TASK OBJECTIVE: Copy out the stretch of records below from the line containing "drawmask --target tricolor" through the end of the records, requests included. Increase every coordinate in the answers by 101.

Dataset records:
++++++++++

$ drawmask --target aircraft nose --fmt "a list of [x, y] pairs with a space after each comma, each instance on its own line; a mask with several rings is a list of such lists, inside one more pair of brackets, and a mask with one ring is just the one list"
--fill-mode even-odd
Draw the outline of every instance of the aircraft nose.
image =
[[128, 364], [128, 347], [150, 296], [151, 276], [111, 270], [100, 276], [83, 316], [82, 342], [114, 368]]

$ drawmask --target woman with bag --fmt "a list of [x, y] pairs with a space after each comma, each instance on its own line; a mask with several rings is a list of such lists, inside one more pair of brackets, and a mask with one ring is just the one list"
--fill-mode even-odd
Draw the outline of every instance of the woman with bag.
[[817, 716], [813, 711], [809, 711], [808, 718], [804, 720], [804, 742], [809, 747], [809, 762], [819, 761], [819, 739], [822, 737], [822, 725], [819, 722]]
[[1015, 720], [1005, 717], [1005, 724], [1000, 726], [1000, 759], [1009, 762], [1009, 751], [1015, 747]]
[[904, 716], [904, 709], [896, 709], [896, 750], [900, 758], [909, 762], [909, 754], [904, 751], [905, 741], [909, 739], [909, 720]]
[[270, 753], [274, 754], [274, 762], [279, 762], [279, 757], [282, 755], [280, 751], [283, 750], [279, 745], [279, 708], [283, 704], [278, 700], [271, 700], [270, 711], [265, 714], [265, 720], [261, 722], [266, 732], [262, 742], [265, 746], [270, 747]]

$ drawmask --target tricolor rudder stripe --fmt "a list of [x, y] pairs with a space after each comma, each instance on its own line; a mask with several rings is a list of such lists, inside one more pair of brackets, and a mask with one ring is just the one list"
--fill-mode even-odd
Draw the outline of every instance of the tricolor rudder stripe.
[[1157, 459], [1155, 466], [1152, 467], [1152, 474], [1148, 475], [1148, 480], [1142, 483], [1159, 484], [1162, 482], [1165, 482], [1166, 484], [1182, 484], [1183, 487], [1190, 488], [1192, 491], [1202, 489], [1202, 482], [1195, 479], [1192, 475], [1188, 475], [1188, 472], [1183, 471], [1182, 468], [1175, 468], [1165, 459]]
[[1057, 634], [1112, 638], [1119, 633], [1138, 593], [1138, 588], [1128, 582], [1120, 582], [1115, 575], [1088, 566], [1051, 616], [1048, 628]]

++++++++++

REPLY TO THE EXERCISE:
$ drawmask --target tricolor rudder stripe --fmt "a list of [x, y] pairs with a space after each comma, each instance on its own line; a mask with several rings is a list of such lists, inside one more pair of brackets, and a mask with one ring is just the one list"
--fill-mode even-odd
Draw the outline of every instance of the tricolor rudder stripe.
[[1258, 560], [1256, 567], [1253, 568], [1253, 575], [1249, 576], [1249, 581], [1243, 584], [1260, 585], [1263, 583], [1266, 583], [1267, 585], [1283, 585], [1284, 588], [1291, 589], [1293, 592], [1303, 590], [1303, 583], [1296, 580], [1293, 576], [1289, 576], [1289, 573], [1284, 572], [1283, 569], [1276, 569], [1266, 560]]
[[1158, 735], [1213, 739], [1220, 734], [1239, 694], [1239, 689], [1229, 683], [1221, 683], [1216, 676], [1189, 667], [1152, 717], [1149, 729]]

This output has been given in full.